## TASK OBJECTIVE
Render every line of the items below as a Markdown table with the columns "No." and "Item line", numbering the rows and dropping blank lines. Keep the pictures out of the table.

Object pointing dataset rows:

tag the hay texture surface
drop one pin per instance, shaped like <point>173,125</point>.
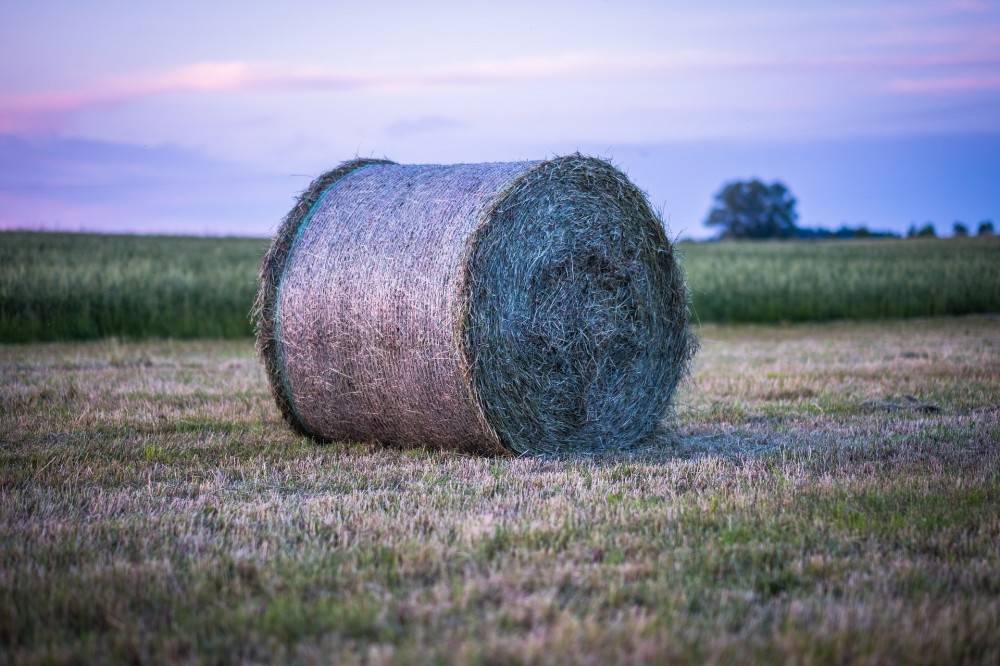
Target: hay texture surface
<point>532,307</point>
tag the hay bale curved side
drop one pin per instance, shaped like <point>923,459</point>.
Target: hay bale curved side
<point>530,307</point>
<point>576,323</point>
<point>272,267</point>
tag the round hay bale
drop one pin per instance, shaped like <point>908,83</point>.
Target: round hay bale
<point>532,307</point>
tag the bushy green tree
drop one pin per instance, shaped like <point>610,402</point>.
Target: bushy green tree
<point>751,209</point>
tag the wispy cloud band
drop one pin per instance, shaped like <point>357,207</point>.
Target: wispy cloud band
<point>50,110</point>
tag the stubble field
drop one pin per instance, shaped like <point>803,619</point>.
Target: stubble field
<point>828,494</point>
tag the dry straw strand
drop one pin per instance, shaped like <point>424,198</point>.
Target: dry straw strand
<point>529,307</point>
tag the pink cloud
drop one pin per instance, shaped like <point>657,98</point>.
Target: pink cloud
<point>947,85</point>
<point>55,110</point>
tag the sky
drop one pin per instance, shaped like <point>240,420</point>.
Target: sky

## EXERCISE OUTPUT
| No. | Item line |
|---|---|
| 1 | tag the hay texture surface |
| 2 | drop one pin per instance, shaped like <point>173,125</point>. |
| 3 | Target: hay texture surface |
| 4 | <point>532,307</point> |
| 5 | tag the hay bale curved side |
| 6 | drop one pin per instance, shaped like <point>923,459</point>. |
| 7 | Target: hay bale curved side |
| 8 | <point>530,307</point> |
| 9 | <point>576,323</point> |
| 10 | <point>272,267</point> |
| 11 | tag the round hay bale |
| 12 | drop one pin per instance, shaped like <point>908,83</point>. |
| 13 | Target: round hay bale |
| 14 | <point>532,307</point> |
| 15 | tag the bushy green tree |
| 16 | drop one pin per instance, shaped like <point>610,402</point>. |
| 17 | Target: bushy green tree |
| 18 | <point>751,209</point> |
| 19 | tag the wispy cloud band |
| 20 | drop one pin per instance, shaped like <point>357,207</point>. |
| 21 | Target: wispy cloud band |
| 22 | <point>50,110</point> |
| 23 | tag the stubble field |
| 24 | drop one pin per instance, shaped like <point>803,619</point>. |
| 25 | Target: stubble field |
| 26 | <point>828,494</point> |
| 27 | tag the dry straw strand |
| 28 | drop one pin per instance, shaped like <point>424,198</point>. |
| 29 | Target: dry straw strand |
| 30 | <point>529,307</point> |
| 31 | tag the pink cloud |
| 32 | drop one pin per instance, shaped like <point>657,98</point>. |
| 33 | Target: pink cloud |
| 34 | <point>947,85</point> |
| 35 | <point>55,110</point> |
| 36 | tag the sky |
| 37 | drop one pin per instance, shaped like <point>240,420</point>. |
| 38 | Target: sky |